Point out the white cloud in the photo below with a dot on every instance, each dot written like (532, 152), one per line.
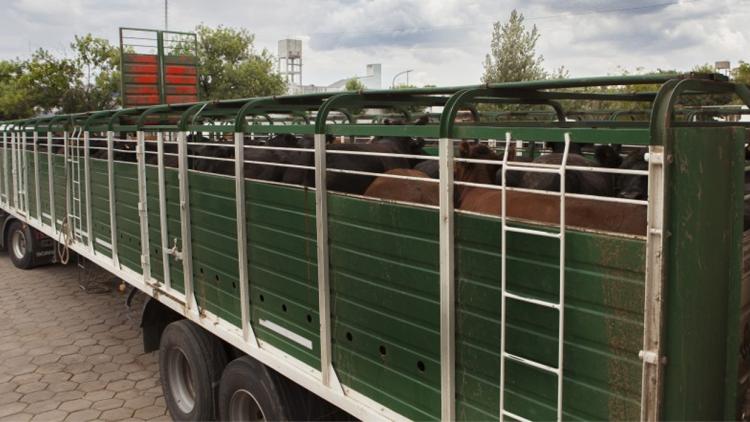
(443, 40)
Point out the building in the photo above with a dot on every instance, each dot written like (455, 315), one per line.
(372, 79)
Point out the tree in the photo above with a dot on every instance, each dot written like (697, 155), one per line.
(231, 68)
(98, 85)
(513, 52)
(13, 102)
(35, 86)
(741, 73)
(354, 84)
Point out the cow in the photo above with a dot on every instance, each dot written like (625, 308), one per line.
(583, 213)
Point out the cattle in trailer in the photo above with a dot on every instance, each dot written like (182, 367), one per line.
(416, 191)
(583, 213)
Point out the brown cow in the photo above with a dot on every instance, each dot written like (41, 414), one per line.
(404, 190)
(583, 213)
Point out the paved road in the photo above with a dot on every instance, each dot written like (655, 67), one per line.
(68, 355)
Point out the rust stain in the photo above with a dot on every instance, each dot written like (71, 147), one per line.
(619, 337)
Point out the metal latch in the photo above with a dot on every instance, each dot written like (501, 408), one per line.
(174, 251)
(651, 358)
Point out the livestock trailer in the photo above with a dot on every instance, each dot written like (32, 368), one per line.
(397, 309)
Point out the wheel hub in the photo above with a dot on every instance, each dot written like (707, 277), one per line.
(244, 407)
(181, 381)
(18, 244)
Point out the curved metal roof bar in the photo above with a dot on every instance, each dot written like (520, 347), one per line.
(239, 120)
(94, 116)
(460, 99)
(151, 110)
(663, 109)
(124, 112)
(61, 118)
(182, 124)
(333, 103)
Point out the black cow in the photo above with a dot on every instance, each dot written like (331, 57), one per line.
(584, 182)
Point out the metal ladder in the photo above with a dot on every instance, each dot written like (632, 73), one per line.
(507, 295)
(75, 206)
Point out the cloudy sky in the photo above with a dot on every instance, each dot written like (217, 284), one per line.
(444, 41)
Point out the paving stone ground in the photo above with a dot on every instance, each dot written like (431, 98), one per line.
(68, 355)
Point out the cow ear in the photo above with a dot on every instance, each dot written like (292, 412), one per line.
(422, 120)
(464, 149)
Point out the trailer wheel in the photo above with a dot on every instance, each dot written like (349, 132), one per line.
(250, 392)
(190, 365)
(20, 245)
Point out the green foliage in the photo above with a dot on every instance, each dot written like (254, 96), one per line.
(354, 84)
(513, 52)
(231, 68)
(90, 80)
(741, 73)
(35, 86)
(98, 86)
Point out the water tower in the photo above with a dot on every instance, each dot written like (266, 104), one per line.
(290, 61)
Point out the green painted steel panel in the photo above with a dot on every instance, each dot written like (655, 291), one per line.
(704, 267)
(214, 240)
(282, 265)
(100, 206)
(385, 300)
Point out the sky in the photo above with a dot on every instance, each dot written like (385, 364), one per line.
(443, 41)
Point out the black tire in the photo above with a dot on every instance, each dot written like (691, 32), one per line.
(20, 243)
(190, 364)
(249, 391)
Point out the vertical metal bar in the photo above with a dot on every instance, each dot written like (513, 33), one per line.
(68, 179)
(503, 271)
(140, 152)
(51, 181)
(87, 186)
(25, 175)
(14, 168)
(187, 247)
(321, 225)
(111, 188)
(163, 211)
(447, 284)
(6, 170)
(561, 310)
(239, 186)
(653, 365)
(37, 193)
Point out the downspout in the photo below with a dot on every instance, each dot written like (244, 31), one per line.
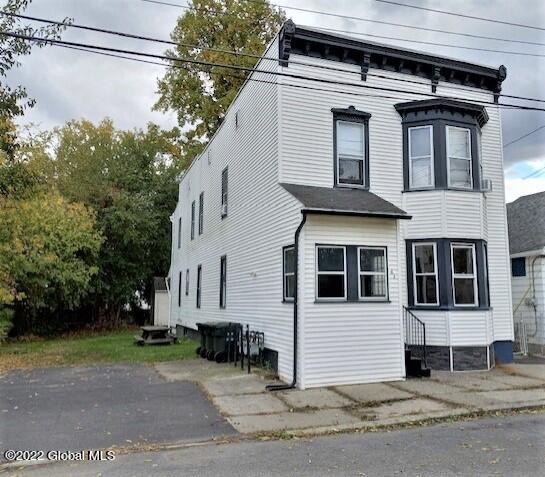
(534, 304)
(282, 387)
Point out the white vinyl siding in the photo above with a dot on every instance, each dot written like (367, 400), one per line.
(421, 167)
(459, 165)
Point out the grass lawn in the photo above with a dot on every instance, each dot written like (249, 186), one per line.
(110, 347)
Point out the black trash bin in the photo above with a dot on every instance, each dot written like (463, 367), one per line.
(218, 340)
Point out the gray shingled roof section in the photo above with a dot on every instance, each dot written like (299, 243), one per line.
(344, 201)
(526, 220)
(159, 284)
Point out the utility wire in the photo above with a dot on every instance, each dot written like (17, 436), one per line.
(524, 136)
(462, 15)
(252, 70)
(382, 37)
(362, 19)
(240, 54)
(535, 173)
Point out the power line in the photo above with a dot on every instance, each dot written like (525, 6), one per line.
(370, 20)
(524, 136)
(382, 37)
(240, 54)
(535, 173)
(253, 70)
(472, 17)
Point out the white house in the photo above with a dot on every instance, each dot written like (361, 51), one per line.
(526, 218)
(353, 191)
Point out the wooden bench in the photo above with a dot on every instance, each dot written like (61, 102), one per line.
(155, 335)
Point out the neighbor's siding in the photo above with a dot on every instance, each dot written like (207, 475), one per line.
(262, 218)
(344, 343)
(534, 320)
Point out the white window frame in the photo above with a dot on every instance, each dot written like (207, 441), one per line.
(470, 159)
(363, 273)
(287, 274)
(318, 273)
(472, 276)
(431, 157)
(363, 158)
(435, 272)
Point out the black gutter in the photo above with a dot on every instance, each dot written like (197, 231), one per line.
(282, 387)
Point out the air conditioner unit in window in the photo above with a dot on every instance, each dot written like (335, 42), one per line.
(486, 185)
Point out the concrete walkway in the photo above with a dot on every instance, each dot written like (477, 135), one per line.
(250, 409)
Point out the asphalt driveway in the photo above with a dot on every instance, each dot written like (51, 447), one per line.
(96, 407)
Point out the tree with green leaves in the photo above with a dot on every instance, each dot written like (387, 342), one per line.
(199, 94)
(48, 254)
(129, 179)
(14, 100)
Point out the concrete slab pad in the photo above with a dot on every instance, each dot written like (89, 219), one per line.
(370, 393)
(315, 398)
(534, 370)
(293, 420)
(405, 408)
(234, 385)
(245, 404)
(530, 397)
(426, 387)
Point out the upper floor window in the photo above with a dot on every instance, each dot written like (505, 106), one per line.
(192, 220)
(441, 147)
(351, 144)
(224, 179)
(350, 153)
(180, 289)
(421, 170)
(179, 232)
(459, 165)
(289, 272)
(331, 272)
(199, 285)
(373, 283)
(518, 267)
(201, 213)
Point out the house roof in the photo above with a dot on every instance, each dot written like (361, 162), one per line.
(344, 201)
(526, 220)
(322, 43)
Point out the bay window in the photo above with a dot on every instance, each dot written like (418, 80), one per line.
(372, 273)
(459, 164)
(331, 272)
(421, 171)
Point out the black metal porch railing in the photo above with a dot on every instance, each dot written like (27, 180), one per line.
(415, 334)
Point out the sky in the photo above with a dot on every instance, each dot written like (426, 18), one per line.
(69, 84)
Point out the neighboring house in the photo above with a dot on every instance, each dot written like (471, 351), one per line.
(348, 211)
(161, 302)
(526, 219)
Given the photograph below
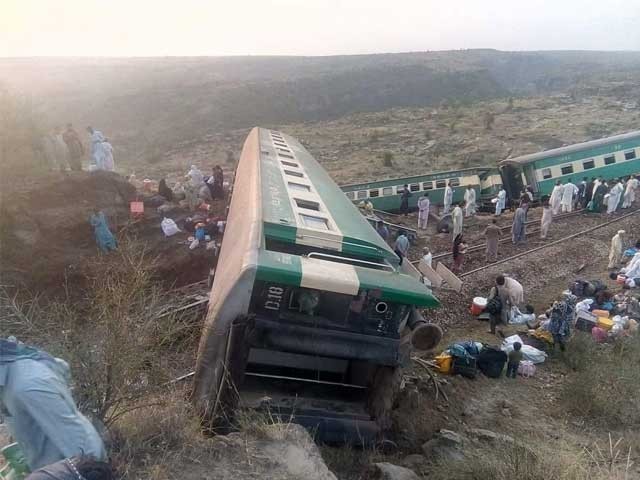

--

## [INSTRUCTIONS TO FOLLOW]
Every line of the material must be returned verbatim, and pictures must be left behind.

## [OUTPUT OF THE EXERCISE]
Point out the white cloud in the photo below with a dot on every instance, each dot written like (532, 152), one per line.
(443, 40)
Point out the building in the photo above with a dot on every instance, each dot written like (455, 315), one per line.
(372, 79)
Point out the tree in the photo above with a dot on every instance, each dot written like (697, 155), one per line.
(231, 68)
(98, 85)
(513, 52)
(13, 102)
(35, 86)
(741, 73)
(354, 84)
Point out the cow in the photo above with a dot on every instance, each dot written like (625, 308), one per line.
(583, 213)
Point out the cattle in trailer in the photo above with a dot on every instance, each dot written like (182, 367), one per line.
(416, 191)
(583, 213)
Point out the brown cow in the photo above with a dot on every instance, each dot written like (41, 414), one per line.
(404, 190)
(583, 213)
Point out the paved road in the photo above with a dot on every instance, each dot written like (655, 67), one per line.
(68, 355)
Point out the rust stain in the photo above with a dot on every instance, each dot written like (71, 147), one per line.
(619, 337)
Point out the metal latch in the photo above with a dot on every instance, each dot written like (501, 408), one per line.
(174, 251)
(651, 358)
Point out the livestock trailer in the photo above with a dot on every instance, each dot written like (32, 368), one per line.
(397, 309)
Point out the wheel hub in the photo above with a dot on every instance, each dot written like (707, 277), one per line.
(244, 407)
(181, 381)
(18, 244)
Point out the curved metal roof bar in the photo above with a dot on every instance, each dot written like (520, 347), one per line.
(239, 120)
(94, 116)
(460, 99)
(151, 110)
(663, 109)
(124, 112)
(61, 118)
(182, 124)
(333, 103)
Point out the black cow in the photo above with a dot on every instance, each dot written like (331, 57), one per line.
(584, 182)
Point out the metal ladder in the photo above with a dot on every instance, each dot written like (632, 73), one per line.
(507, 295)
(75, 206)
Point out the cloudy sky in the photo above with a dot on every instance, each dot written like (217, 284), one per line.
(444, 41)
Point out the paving stone ground in the photo above with a dot on every instance, each dot written like (431, 98), one per line.
(68, 355)
Point out the cow ear in the photo above with a dot on every instance, each dot written like (292, 412), one per line.
(422, 120)
(464, 149)
Point out the trailer wheel in the photo above with a dot on every instance, each dot written like (349, 132), one per line.
(250, 392)
(190, 365)
(20, 245)
Point out the green foliage in the photo above with a dot on every instance, each dot written like (254, 96), one per line.
(354, 84)
(513, 52)
(231, 68)
(90, 80)
(741, 73)
(35, 86)
(98, 86)
Point out the water tower in the photo above with a dot on every instance, each dot written like (266, 104), one per line.
(290, 61)
Point out the green painted steel panel in the photo above with a dot on every instance, each dot written like (655, 291), one per line.
(704, 267)
(214, 240)
(282, 265)
(100, 206)
(385, 300)
Point out the sky in the photo above with a dot on every instance, each dot written like (385, 364), one per line.
(443, 41)
Point out the black tire in the photo above with a dot on every instance, each dot written like (691, 32), one per line.
(20, 243)
(190, 364)
(249, 391)
Point out the vertical metal bar in the photo above with a dot on every instance, each dot written like (513, 33), one per line.
(68, 179)
(503, 271)
(140, 152)
(51, 181)
(87, 186)
(25, 175)
(14, 168)
(187, 247)
(321, 225)
(111, 188)
(163, 211)
(447, 284)
(6, 170)
(561, 310)
(239, 186)
(653, 365)
(37, 193)
Point out the downspout in the photo below with a dot on every instance, each dot written like (244, 31), one per line.
(534, 304)
(282, 387)
Point out the white vinyl siding in the photo above with a dot on every instance, each dot written like (367, 400), one per line.
(421, 167)
(459, 165)
Point out the grass lawn in the photo above with a dot on every instance, each dot written like (249, 186), one per line.
(110, 347)
Point out the black trash bin in the photo above with a dot on every instance, each dot written like (463, 367), one per line.
(218, 340)
Point out the gray shingled roof section in the photo above with a dot on every instance, each dot written like (299, 243), one per line.
(344, 201)
(526, 220)
(159, 284)
Point out the utility wire in the photo above with a dot on every instance, each dot written like (17, 436), one per line.
(524, 136)
(462, 15)
(252, 70)
(382, 37)
(362, 19)
(240, 54)
(535, 173)
Point out the power line in the photo above with a dot on every instance, each dot written like (525, 6), one per line.
(370, 20)
(524, 136)
(382, 37)
(240, 54)
(535, 173)
(253, 70)
(472, 17)
Point out the white house in the photo above with a dot on every instance, each dot written like (361, 51), one per line.
(526, 218)
(353, 191)
Point out the wooden bench in the photo above with a dot on every instance, each dot written like (61, 102), one per line.
(155, 335)
Point out the neighbor's siding in the photo above with a dot on every instance, each dot written like (207, 475), one per line.
(262, 218)
(344, 343)
(534, 320)
Point out the white window frame in the photo above with a dot on every instance, each dot written like (207, 441), one per line.
(470, 159)
(363, 273)
(287, 274)
(318, 273)
(472, 276)
(431, 157)
(363, 158)
(435, 272)
Point out the black gutter in the photo above with a dot on every instance, each dot written like (197, 231), one per line.
(282, 387)
Point out the air conditioner unit in window in the photo above with a dot on every instance, each dot written like (335, 42), one per line.
(486, 185)
Point out the concrete walkway in the photo above with a dot on every instance, each dot written like (477, 135), one per line.
(250, 409)
Point out the asphalt driveway in the photo above with a dot on every instance, each dot written like (51, 447), one per line.
(96, 407)
Point out the tree with green leaves in the photo above with a dot on every instance, each dot written like (387, 342), one per line.
(199, 94)
(48, 254)
(129, 179)
(14, 100)
Point out the concrete slab pad in the photo above with a dot on every instance, each dot written like (89, 219), one per line.
(370, 393)
(315, 398)
(534, 370)
(293, 420)
(405, 408)
(234, 385)
(245, 404)
(530, 397)
(426, 387)
Point out the upper floor window in the photo above with a dot on every instance, each dot written like (505, 106), one per line.
(192, 220)
(441, 147)
(351, 144)
(224, 179)
(350, 153)
(180, 289)
(421, 170)
(179, 232)
(459, 165)
(289, 272)
(331, 272)
(199, 285)
(373, 283)
(518, 267)
(201, 213)
Point out the house roof in the photo above with a dot on every instance, each dot written like (361, 162), one per line.
(344, 201)
(526, 220)
(322, 43)
Point out the bay window in the photo above with a dot on every instance, each dot written like (418, 80), one per line.
(372, 273)
(459, 164)
(331, 272)
(421, 171)
Point out the black metal porch railing in the photo above with a dot on every instance, each dot written like (27, 180), one per line.
(415, 334)
Point out the sky in the photo above with a dot on every instance, each dot written like (426, 18), one per line.
(69, 84)
Point out the neighboring house in the photo above with a dot on every instance, each dot written like (471, 351), one per line.
(348, 211)
(161, 302)
(526, 219)
Given the photograph below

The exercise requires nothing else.